▶ **Listed entries**:
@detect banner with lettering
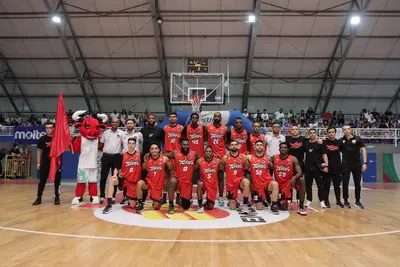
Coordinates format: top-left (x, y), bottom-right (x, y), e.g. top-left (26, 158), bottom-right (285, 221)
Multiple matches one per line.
top-left (14, 127), bottom-right (46, 144)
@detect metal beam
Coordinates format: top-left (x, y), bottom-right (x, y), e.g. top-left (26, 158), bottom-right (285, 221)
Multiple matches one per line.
top-left (149, 0), bottom-right (170, 113)
top-left (43, 0), bottom-right (93, 113)
top-left (315, 0), bottom-right (371, 114)
top-left (388, 85), bottom-right (400, 110)
top-left (0, 52), bottom-right (33, 114)
top-left (59, 1), bottom-right (101, 111)
top-left (242, 0), bottom-right (262, 111)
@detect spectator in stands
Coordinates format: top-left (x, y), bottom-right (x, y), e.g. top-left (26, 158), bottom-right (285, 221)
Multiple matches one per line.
top-left (384, 108), bottom-right (393, 122)
top-left (120, 109), bottom-right (127, 126)
top-left (0, 114), bottom-right (5, 125)
top-left (337, 111), bottom-right (345, 126)
top-left (379, 119), bottom-right (389, 128)
top-left (144, 109), bottom-right (150, 119)
top-left (274, 108), bottom-right (285, 125)
top-left (19, 145), bottom-right (28, 155)
top-left (306, 107), bottom-right (315, 123)
top-left (371, 108), bottom-right (380, 123)
top-left (261, 109), bottom-right (268, 126)
top-left (110, 109), bottom-right (120, 119)
top-left (253, 110), bottom-right (262, 121)
top-left (299, 110), bottom-right (306, 125)
top-left (67, 109), bottom-right (73, 118)
top-left (127, 110), bottom-right (135, 121)
top-left (322, 110), bottom-right (332, 124)
top-left (40, 114), bottom-right (48, 126)
top-left (287, 109), bottom-right (296, 123)
top-left (243, 109), bottom-right (249, 118)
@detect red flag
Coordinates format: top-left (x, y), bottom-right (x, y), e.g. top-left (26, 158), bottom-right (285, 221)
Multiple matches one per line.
top-left (49, 91), bottom-right (72, 182)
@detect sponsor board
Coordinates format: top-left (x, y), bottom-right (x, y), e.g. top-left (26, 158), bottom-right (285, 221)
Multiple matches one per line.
top-left (200, 111), bottom-right (230, 126)
top-left (14, 127), bottom-right (46, 144)
top-left (94, 203), bottom-right (290, 229)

▶ **Work order**: In the entries above, locate every line with the word "detect" and copy it.

▶ **Task response**:
@detect banner with lettering
@detect metal beam
@detect spectator in stands
@detect red flag
@detect sponsor board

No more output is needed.